=== To do ===
Count the lines in the entries below that contain the word "fence" and give only that count.

[Coordinate labeling data]
--- START ---

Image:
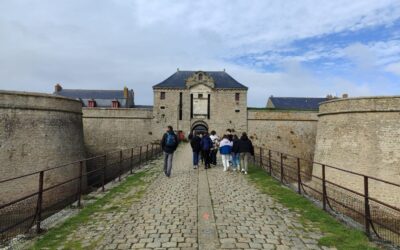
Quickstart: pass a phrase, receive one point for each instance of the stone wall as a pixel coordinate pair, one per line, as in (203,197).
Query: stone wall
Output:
(108,129)
(291,132)
(361,135)
(38,132)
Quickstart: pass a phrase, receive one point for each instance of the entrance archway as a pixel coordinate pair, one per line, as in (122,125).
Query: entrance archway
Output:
(199,127)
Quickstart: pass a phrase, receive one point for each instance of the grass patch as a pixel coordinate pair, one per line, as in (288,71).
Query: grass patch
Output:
(57,236)
(336,234)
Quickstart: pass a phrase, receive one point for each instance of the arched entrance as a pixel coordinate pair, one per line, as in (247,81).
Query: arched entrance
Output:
(200,127)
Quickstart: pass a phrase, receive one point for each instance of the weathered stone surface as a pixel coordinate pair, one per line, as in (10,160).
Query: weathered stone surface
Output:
(361,135)
(37,132)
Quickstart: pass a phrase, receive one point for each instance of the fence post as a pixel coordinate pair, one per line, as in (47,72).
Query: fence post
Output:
(270,161)
(103,179)
(281,167)
(131,162)
(140,156)
(40,203)
(120,165)
(147,152)
(298,176)
(80,183)
(323,188)
(367,214)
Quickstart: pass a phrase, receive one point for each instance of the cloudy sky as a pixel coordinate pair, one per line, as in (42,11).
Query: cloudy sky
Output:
(275,47)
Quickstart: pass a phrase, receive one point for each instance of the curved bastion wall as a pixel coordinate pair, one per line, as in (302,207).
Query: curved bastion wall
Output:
(110,129)
(38,132)
(361,135)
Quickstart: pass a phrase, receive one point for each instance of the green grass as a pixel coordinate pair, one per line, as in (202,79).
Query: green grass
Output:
(58,235)
(336,234)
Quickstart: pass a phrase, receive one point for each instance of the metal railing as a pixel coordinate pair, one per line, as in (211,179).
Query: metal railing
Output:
(44,193)
(364,202)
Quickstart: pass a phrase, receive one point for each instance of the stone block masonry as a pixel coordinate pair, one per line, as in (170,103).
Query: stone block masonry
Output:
(291,132)
(37,132)
(107,129)
(361,135)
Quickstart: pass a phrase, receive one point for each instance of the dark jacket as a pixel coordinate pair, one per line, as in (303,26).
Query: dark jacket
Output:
(235,148)
(206,143)
(195,143)
(169,149)
(245,145)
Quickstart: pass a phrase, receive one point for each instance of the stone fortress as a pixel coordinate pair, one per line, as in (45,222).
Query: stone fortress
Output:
(358,134)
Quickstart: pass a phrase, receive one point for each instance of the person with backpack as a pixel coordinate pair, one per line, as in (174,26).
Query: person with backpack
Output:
(196,148)
(235,153)
(206,145)
(213,155)
(225,149)
(246,150)
(169,143)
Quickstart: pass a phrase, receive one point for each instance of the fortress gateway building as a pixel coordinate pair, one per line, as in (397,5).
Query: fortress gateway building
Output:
(199,100)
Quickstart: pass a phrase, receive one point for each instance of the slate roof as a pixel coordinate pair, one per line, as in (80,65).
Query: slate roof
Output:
(103,98)
(298,103)
(222,80)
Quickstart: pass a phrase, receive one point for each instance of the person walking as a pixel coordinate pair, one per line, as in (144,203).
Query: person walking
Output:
(169,143)
(235,153)
(213,155)
(196,148)
(246,150)
(225,149)
(206,145)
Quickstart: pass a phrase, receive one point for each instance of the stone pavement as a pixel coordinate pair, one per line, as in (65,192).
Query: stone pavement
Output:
(221,211)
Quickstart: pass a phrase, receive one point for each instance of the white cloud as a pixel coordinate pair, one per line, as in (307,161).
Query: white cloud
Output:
(393,68)
(109,44)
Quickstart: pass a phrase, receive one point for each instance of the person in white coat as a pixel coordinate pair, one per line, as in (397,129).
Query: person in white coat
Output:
(225,149)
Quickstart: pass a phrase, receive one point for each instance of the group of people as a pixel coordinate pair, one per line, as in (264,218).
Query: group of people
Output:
(235,152)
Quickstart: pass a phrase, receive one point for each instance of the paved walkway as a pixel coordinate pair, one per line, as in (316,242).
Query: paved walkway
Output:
(199,209)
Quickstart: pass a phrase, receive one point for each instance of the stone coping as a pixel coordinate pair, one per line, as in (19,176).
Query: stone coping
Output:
(38,101)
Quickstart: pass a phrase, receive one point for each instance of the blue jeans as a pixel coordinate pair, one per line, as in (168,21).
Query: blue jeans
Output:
(196,158)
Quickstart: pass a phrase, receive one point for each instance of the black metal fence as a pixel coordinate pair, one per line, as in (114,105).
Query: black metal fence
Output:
(364,202)
(19,215)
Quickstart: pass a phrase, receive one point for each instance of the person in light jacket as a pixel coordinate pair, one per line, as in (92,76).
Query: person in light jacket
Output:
(225,149)
(246,150)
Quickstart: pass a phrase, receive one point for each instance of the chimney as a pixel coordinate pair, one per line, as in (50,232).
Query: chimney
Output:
(126,93)
(57,88)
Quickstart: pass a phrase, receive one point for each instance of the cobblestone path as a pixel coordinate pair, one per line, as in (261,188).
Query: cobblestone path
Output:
(222,211)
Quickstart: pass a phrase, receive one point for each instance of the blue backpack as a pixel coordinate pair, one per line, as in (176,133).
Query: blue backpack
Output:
(170,140)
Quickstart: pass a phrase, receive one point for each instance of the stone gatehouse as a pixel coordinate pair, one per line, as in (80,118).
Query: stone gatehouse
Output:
(200,100)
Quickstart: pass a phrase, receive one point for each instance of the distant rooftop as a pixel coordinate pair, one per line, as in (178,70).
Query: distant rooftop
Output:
(222,80)
(295,103)
(102,98)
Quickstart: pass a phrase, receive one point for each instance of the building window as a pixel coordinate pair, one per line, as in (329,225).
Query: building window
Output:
(115,104)
(237,97)
(92,103)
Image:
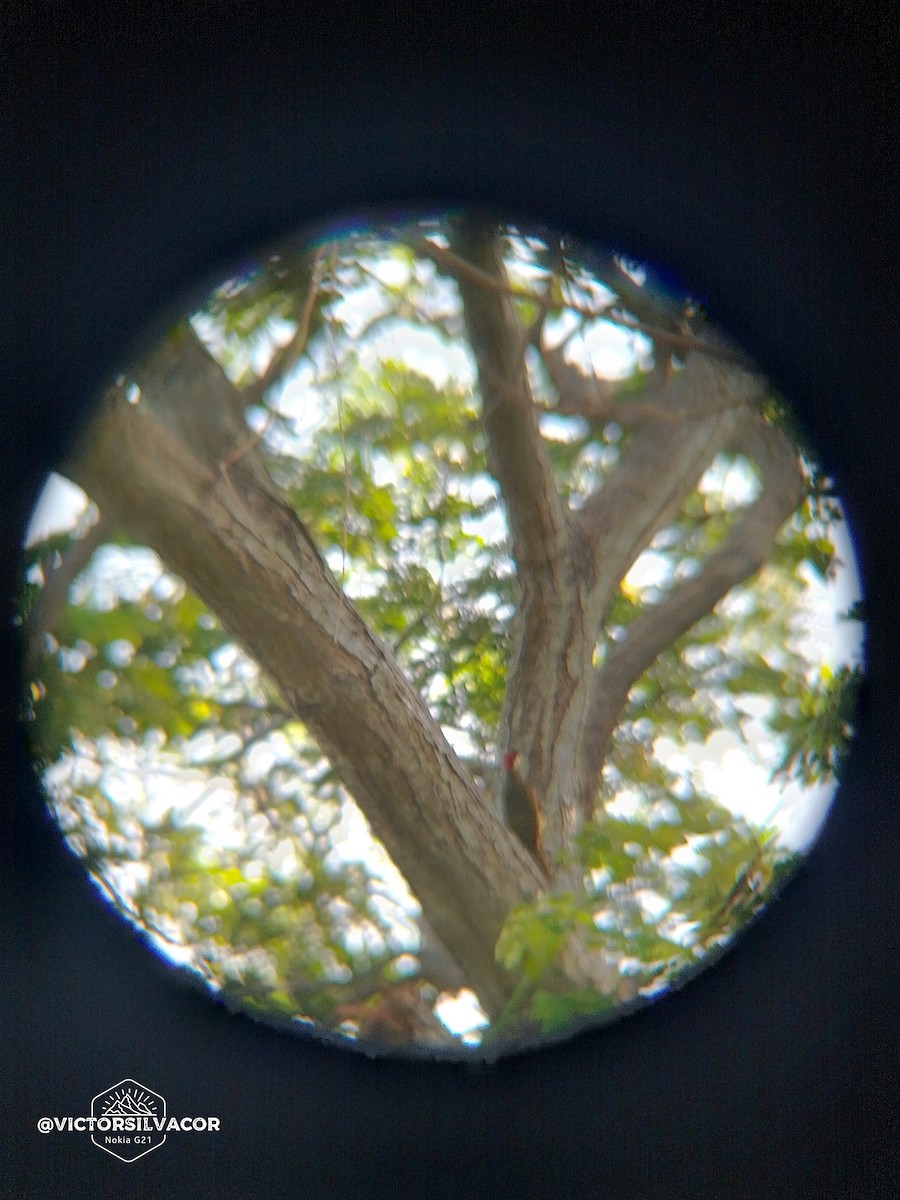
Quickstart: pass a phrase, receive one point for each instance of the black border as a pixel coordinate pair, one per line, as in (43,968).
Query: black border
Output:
(144,157)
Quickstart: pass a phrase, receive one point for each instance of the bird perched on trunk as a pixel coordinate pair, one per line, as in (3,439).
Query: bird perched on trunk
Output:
(521,810)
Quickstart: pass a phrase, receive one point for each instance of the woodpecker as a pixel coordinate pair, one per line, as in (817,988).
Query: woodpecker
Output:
(520,808)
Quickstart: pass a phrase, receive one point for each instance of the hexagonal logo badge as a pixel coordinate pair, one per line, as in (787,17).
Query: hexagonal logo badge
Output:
(129,1120)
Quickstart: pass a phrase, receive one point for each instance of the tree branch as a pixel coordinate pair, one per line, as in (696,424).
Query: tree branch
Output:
(249,557)
(744,552)
(54,593)
(658,469)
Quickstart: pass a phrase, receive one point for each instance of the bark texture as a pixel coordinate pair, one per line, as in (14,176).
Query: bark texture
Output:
(179,471)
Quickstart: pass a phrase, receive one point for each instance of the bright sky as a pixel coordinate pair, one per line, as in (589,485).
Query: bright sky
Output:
(727,769)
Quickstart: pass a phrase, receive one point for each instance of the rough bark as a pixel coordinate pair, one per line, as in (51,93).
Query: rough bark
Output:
(179,471)
(156,468)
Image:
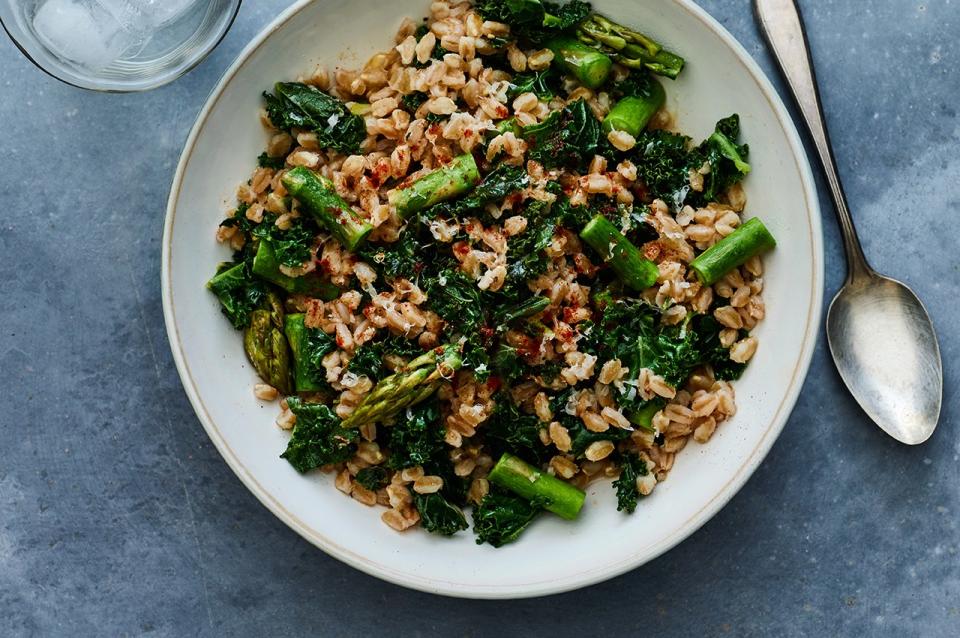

--- END ---

=== Worked answer ===
4